= Written exercise =
Give every line of the rows below as a Markdown table with two columns, Number and Line, where Number counts the lines in order and Line holds each line's text. Skip blank lines and leave the pictures out.

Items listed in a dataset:
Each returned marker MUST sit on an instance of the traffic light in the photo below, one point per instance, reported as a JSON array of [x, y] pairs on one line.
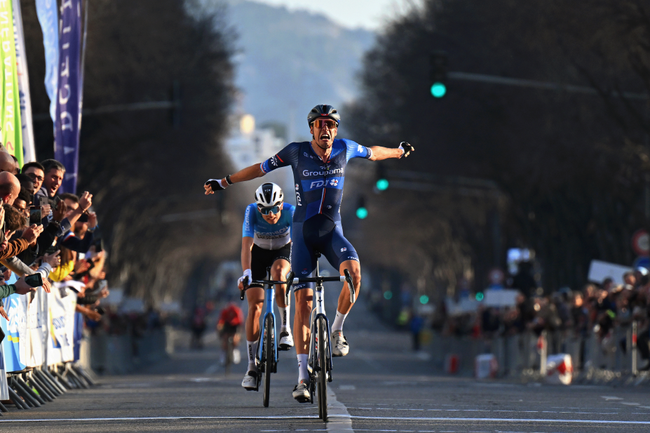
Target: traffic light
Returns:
[[382, 182], [362, 211], [438, 74]]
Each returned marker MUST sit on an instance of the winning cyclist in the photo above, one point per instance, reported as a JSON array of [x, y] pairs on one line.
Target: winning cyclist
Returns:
[[266, 243], [318, 170]]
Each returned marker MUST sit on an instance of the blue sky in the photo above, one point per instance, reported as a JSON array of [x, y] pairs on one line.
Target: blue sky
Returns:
[[368, 14]]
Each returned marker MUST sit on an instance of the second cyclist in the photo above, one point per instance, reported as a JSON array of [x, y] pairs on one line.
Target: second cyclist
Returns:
[[266, 243]]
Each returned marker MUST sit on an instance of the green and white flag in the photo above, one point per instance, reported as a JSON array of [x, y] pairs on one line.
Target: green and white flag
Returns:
[[10, 124]]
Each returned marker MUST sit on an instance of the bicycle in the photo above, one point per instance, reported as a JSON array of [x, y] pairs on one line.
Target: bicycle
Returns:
[[319, 361], [267, 346]]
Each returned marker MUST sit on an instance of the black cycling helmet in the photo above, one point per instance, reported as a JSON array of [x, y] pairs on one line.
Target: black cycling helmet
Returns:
[[323, 111]]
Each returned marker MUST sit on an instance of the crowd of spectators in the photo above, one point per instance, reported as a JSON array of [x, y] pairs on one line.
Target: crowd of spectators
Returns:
[[52, 234], [597, 310]]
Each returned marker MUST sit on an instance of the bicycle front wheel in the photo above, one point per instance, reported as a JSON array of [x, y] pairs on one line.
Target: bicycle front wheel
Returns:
[[269, 355], [322, 371]]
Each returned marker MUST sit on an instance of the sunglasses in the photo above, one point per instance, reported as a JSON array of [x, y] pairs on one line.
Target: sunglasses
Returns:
[[267, 210], [35, 178], [331, 124]]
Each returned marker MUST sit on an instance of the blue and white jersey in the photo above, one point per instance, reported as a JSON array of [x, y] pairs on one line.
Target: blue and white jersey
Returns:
[[265, 235], [319, 184]]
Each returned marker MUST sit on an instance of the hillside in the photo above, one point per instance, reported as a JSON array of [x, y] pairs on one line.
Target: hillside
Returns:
[[290, 61]]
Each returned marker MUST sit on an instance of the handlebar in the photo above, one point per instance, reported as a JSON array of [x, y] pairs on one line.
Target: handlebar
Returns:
[[296, 280], [247, 285], [347, 278]]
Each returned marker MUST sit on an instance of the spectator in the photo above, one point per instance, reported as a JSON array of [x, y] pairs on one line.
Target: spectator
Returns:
[[53, 177]]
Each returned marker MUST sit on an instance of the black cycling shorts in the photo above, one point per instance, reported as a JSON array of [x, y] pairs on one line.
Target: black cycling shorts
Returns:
[[262, 260], [318, 233]]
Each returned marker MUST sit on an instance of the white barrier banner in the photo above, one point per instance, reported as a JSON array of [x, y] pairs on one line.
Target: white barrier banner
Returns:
[[16, 339], [37, 328], [4, 390], [60, 346]]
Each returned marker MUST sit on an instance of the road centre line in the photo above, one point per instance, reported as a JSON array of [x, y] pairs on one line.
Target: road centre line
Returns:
[[348, 417]]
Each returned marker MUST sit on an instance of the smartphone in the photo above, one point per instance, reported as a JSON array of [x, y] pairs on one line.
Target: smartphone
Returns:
[[35, 215], [34, 280]]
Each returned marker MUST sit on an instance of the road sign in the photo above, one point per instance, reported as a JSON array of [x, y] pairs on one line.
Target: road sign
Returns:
[[641, 262], [496, 276], [641, 242]]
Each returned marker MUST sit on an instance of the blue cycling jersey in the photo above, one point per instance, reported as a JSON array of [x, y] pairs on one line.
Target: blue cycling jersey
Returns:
[[265, 235], [319, 184]]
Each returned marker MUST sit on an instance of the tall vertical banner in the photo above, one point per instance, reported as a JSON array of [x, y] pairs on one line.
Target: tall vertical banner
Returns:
[[10, 124], [27, 125], [48, 17], [68, 110]]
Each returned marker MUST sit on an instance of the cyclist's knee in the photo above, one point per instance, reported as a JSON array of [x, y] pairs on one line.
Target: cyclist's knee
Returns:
[[355, 273], [280, 269], [255, 306]]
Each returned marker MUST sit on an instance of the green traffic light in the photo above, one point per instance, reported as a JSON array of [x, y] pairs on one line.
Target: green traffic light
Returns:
[[382, 184], [438, 90]]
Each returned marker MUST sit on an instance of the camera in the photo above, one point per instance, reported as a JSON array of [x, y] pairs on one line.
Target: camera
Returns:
[[34, 280], [35, 215]]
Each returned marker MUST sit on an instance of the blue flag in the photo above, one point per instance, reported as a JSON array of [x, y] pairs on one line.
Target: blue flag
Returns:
[[68, 110], [49, 19]]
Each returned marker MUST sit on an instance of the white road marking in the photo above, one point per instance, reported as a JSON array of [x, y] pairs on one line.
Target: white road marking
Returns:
[[338, 411], [334, 425], [508, 420]]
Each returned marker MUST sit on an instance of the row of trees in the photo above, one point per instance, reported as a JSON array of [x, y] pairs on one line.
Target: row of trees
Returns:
[[571, 168]]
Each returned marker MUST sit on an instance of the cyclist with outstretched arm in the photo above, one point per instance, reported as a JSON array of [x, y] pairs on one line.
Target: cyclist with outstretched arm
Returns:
[[266, 244], [319, 173]]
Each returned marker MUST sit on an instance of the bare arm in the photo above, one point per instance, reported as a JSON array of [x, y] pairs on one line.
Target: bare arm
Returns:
[[246, 247], [379, 153], [248, 173]]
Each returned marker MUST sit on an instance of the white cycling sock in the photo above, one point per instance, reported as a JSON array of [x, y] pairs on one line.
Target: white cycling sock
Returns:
[[303, 373], [284, 317], [252, 349], [337, 324]]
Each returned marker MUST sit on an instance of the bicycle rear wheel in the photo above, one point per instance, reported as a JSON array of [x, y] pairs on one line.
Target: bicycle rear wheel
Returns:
[[269, 355], [322, 364]]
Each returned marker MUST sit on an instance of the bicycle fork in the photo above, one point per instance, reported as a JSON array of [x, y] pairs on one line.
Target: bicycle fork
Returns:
[[317, 313], [269, 299]]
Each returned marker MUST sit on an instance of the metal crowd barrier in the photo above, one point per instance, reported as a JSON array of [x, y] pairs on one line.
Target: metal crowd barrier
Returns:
[[527, 352]]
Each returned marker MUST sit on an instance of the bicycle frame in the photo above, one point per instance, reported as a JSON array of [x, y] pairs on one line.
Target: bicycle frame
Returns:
[[269, 301], [317, 312]]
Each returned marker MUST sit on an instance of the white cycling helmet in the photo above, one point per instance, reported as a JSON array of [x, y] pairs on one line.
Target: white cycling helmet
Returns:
[[268, 195]]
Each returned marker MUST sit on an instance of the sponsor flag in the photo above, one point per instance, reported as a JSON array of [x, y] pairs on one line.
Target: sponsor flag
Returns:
[[49, 20], [10, 124], [27, 126], [68, 109], [16, 342]]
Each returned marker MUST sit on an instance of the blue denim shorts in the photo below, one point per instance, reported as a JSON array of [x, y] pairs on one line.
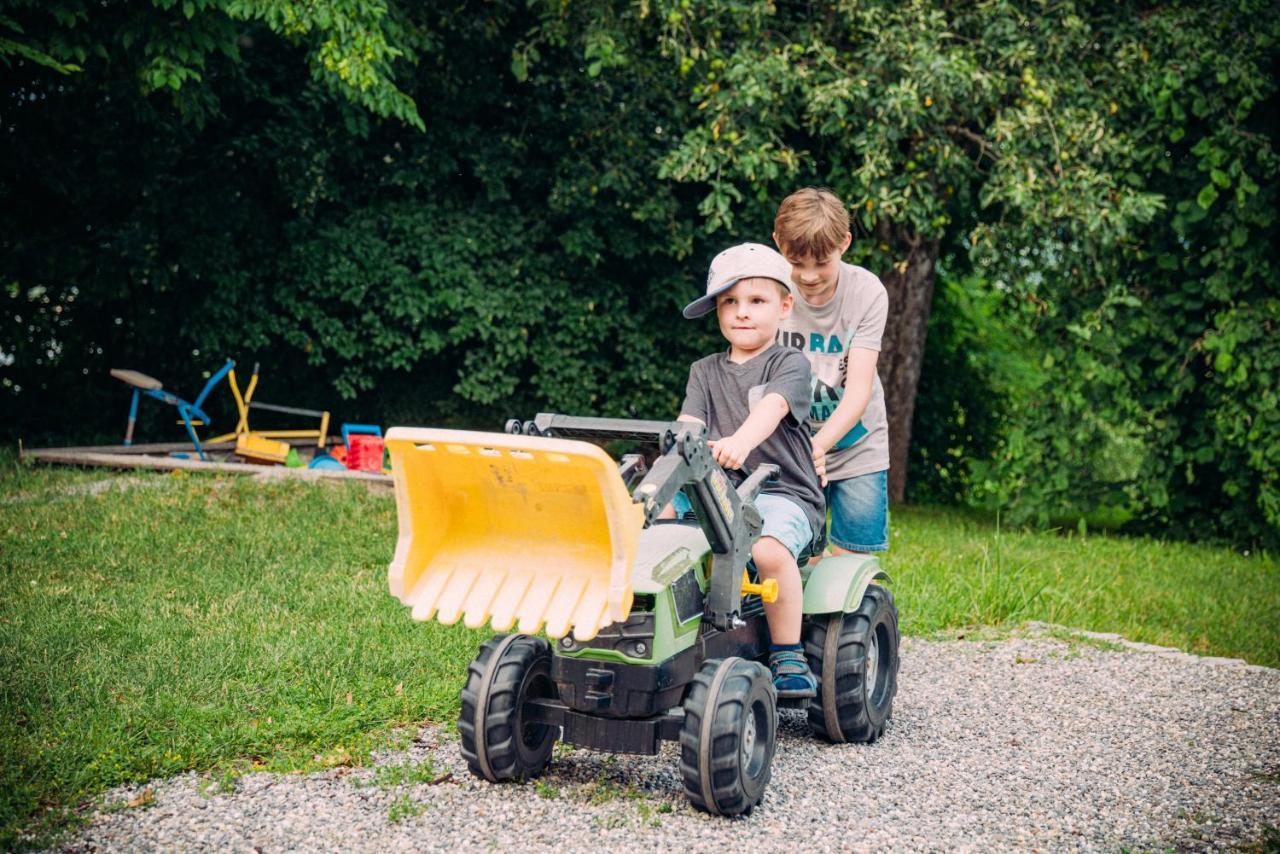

= Expected answer =
| Number | Line |
|---|---|
| 1 | Each returned marker MUST sit on an instance of the traffic light in the photo below, one point per instance, reported as a JSON array of [x, y] pairs on one line. |
| 2 | Target: traffic light |
| 3 | Returns: |
| 4 | [[382, 182], [362, 211], [438, 74]] |
| 5 | Each returned marker MUST sit on an instance of the winning cyclist in the photo above, one point per instance, reported as a JSON array of [x, y] pairs on one line. |
| 6 | Target: winning cyclist |
| 7 | Returns: |
| 8 | [[266, 243], [318, 170]] |
| 9 | Each returned marker MUST sit on an instance of the blue sky in the photo above, one point per instance, reported as a JSON array of [x, y] pairs on one line. |
| 10 | Target: blue sky |
| 11 | Returns: |
| 12 | [[368, 14]] |
| 13 | Each returned marker MUST sit on an instance of the second cyclist in the photo above, one point per instance, reported as a JSON array of [x, y] pairs on one line. |
| 14 | Target: second cyclist |
| 15 | Returns: |
| 16 | [[266, 243]] |
| 17 | Each returned marker MUST sit on an instance of the green and white flag in the photo above, one point per instance, reported as a JSON array of [x, y] pairs on one line. |
| 18 | Target: green and white flag |
| 19 | Returns: |
| 20 | [[10, 124]] |
| 21 | Each returned marker MUST sit on an instance of the bicycle in the photo above, one point per instance, reported as a JSON array of [x, y] pairs on one line. |
| 22 | Target: bicycle |
| 23 | Returns: |
| 24 | [[319, 361], [267, 346]] |
| 25 | Each returned marker MUST sit on an instance of the black cycling helmet in the photo above, one point per instance, reported as a JSON array of [x, y] pairs on one line. |
| 26 | Target: black cycling helmet |
| 27 | Returns: |
| 28 | [[323, 111]] |
| 29 | Each returned marker MUST sit on an instance of the crowd of spectators in the photo above, one point per instance, reported as a JSON array of [x, y] pairs on one line. |
| 30 | Target: crowd of spectators |
| 31 | Returns: |
| 32 | [[52, 234], [597, 310]] |
| 33 | Each returned marker MUST sit on an instance of the bicycle front wheel in the photo above, one point per instance, reported as a JSON array of [x, y] pairs on one line. |
| 34 | Target: bicycle front wheel |
| 35 | Returns: |
| 36 | [[269, 355], [322, 371]] |
| 37 | Each returned marker MUST sit on an instance of the sunglasses in the photo above, one point per instance, reported as a JSON array of [x, y] pairs on one line. |
| 38 | Target: sunglasses |
| 39 | Returns: |
| 40 | [[267, 210], [35, 178], [331, 124]] |
| 41 | Each returned marker MUST sit on an instance of the blue and white jersey in the photo above, one point per instance, reported as a JSON array of [x, y] pairs on one line. |
| 42 | Target: blue and white jersey |
| 43 | Returns: |
| 44 | [[265, 235], [319, 184]] |
| 45 | Each returned marker MUST sit on an instance of the hillside in the photo above, one point per instance, reported as a JSON array of [x, y] pairs on one line. |
| 46 | Target: hillside |
| 47 | Returns: |
| 48 | [[290, 61]] |
| 49 | Each returned marker MUST sit on an instance of the handlebar in the photo above, one point per instance, reported as a JSON array of [x, y] pairs on one line. |
| 50 | Target: handlebar |
| 51 | Returns: |
| 52 | [[296, 280], [247, 285], [347, 278]] |
| 53 | Each returned marker MUST sit on an instance of the spectator in the photo above, one point per instance, reported as a JSON array of [x, y] pairs on one line. |
| 54 | Target: spectator |
| 55 | Returns: |
| 56 | [[53, 177]] |
| 57 | Each returned marker MUST sit on an instance of the black cycling shorts in the photo above, one point per instance, reported as a JSON array of [x, y] pairs on one line. |
| 58 | Target: black cycling shorts |
| 59 | Returns: |
| 60 | [[262, 260], [318, 233]] |
| 61 | Each returned marker MUST sit on an instance of the white barrier banner in the photo above, one point per instance, reported as a JSON array of [x, y] pairs on one line. |
| 62 | Target: white barrier banner |
| 63 | Returns: |
| 64 | [[16, 339], [37, 328], [4, 390], [60, 346]] |
| 65 | Each returned marker MUST sit on an instance of the road centre line in the photo above, one point per instance, reported as a JSON array of [x, y] pairs on one line. |
| 66 | Target: road centre line |
| 67 | Returns: |
| 68 | [[348, 417]] |
| 69 | Each returned marker MUST sit on an instance of the smartphone in the photo above, one point per instance, reported as a JSON array of [x, y] pairs on one line. |
| 70 | Target: smartphone |
| 71 | Returns: |
| 72 | [[35, 215], [34, 280]] |
| 73 | Each returned marker MUST sit on an instance of the road sign in the photo above, one point per instance, reported as a JSON array of [x, y] pairs on one line. |
| 74 | Target: road sign |
| 75 | Returns: |
| 76 | [[641, 262], [496, 276], [641, 242]] |
| 77 | Each returned marker MUST sit on an instance of the blue cycling jersey in the photo above, one point per instance, reported as a JSON array of [x, y] pairs on one line. |
| 78 | Target: blue cycling jersey |
| 79 | Returns: |
| 80 | [[265, 235], [319, 184]] |
| 81 | Each returned marker MUST sit on an instance of the tall vertical banner in the photo above, one point per instance, reported as a JSON array of [x, y] pairs on one line. |
| 82 | Target: tall vertical banner |
| 83 | Returns: |
| 84 | [[10, 124], [27, 125], [48, 17], [68, 110]] |
| 85 | Each returned marker MUST sit on an instance of the cyclist's knee in the photo above, one point per instance, reported as a JSON array of [x, y] pairs on one line. |
| 86 | Target: cyclist's knee |
| 87 | Returns: |
| 88 | [[355, 273], [280, 269], [255, 306]] |
| 89 | Each returned marker MUST sit on an instance of the green traffic light in the photo above, one point per instance, reported as a JSON array of [x, y] pairs on one line. |
| 90 | Target: green traffic light |
| 91 | Returns: |
| 92 | [[382, 184], [438, 90]] |
| 93 | Each returned marker MUST sit on an instance of the camera in the photo above, one point per instance, reported as a JSON array of [x, y] pairs on one line. |
| 94 | Target: camera |
| 95 | Returns: |
| 96 | [[34, 280], [35, 215]] |
| 97 | Each returned marker MUST sit on an instance of the blue flag in the photo above, one point per instance, reported as a JSON array of [x, y] pairs on one line. |
| 98 | Target: blue flag |
| 99 | Returns: |
| 100 | [[68, 110], [49, 19]] |
| 101 | Each returned marker MUST sit on an instance of the white road marking in the photo above, one point per instance, reported as a JSON array of [x, y] pairs on one line. |
| 102 | Target: white road marking |
| 103 | Returns: |
| 104 | [[338, 411], [334, 425], [508, 420]] |
| 105 | Each returned marker MUST sit on an instance of the row of trees in the photo above, one point per instance, reported as a JSON array of [x, y] pairs on one line. |
| 106 | Target: row of trees |
| 107 | Returns: |
| 108 | [[571, 168]] |
| 109 | Each returned marker MUST sit on an instance of the cyclist with outstretched arm in the photo above, one point per instance, reported as a JSON array of [x, y] pairs on one line. |
| 110 | Target: cyclist with outstretched arm |
| 111 | Returns: |
| 112 | [[266, 244], [319, 173]] |
| 113 | Each returned marker MUST sit on an instance of the bare arm in the photo above, one point per instance, reported as a JSON array of [x, y] pairs on one line. |
| 114 | Target: bare arm |
| 115 | Returns: |
| 116 | [[246, 247], [379, 153], [248, 173]] |
| 117 | Each returned marker MUST sit on an instance of the white cycling sock in the photo above, one point per instance, reported as a JSON array of [x, y] pairs on one line. |
| 118 | Target: white cycling sock |
| 119 | Returns: |
| 120 | [[303, 373], [284, 317], [252, 349], [337, 324]] |
| 121 | Each returned marker MUST sit on an instance of the bicycle rear wheel in the photo above, one point per instance, reported as a JSON array of [x, y] pairs on one line. |
| 122 | Target: bicycle rear wheel |
| 123 | Returns: |
| 124 | [[269, 355], [322, 364]] |
| 125 | Each returned marker MUST sit on an instance of the bicycle fork in the photo above, one point per instance, reported as a JSON array of [x, y] pairs on one line. |
| 126 | Target: bicycle fork |
| 127 | Returns: |
| 128 | [[317, 313], [269, 299]] |
| 129 | Each returned marker MUST sit on an instance of the metal crowd barrier in the photo above, one point per instance, reported as a JSON array of [x, y] pairs on one line. |
| 130 | Target: metal crowd barrier |
| 131 | Returns: |
| 132 | [[527, 352]] |
| 133 | Each returned marker MUST sit on an instance of the bicycle frame in the photo above, one point per instance, reported as a JSON array of [x, y] pairs on one line. |
| 134 | Target: bicycle frame |
| 135 | Returns: |
| 136 | [[269, 301], [317, 312]] |
| 137 | Each returned marker MUST sit on an instance of the white cycling helmet in the photo above, one point per instance, reported as a JSON array of [x, y] pairs on one line. |
| 138 | Target: white cycling helmet |
| 139 | Returns: |
| 140 | [[268, 195]] |
| 141 | Each returned marker MUST sit on an instance of the sponsor flag in the photo above, one point per instance, reported as a JSON array of [x, y] pairs on one line. |
| 142 | Target: sponsor flag |
| 143 | Returns: |
| 144 | [[49, 20], [10, 124], [27, 126], [68, 109], [16, 342]] |
| 145 | Each returned marker MUST sit on an instance of the blue denim shorts in the photo below, one point per instance, reported as a JSON array of [x, y] pairs on one line. |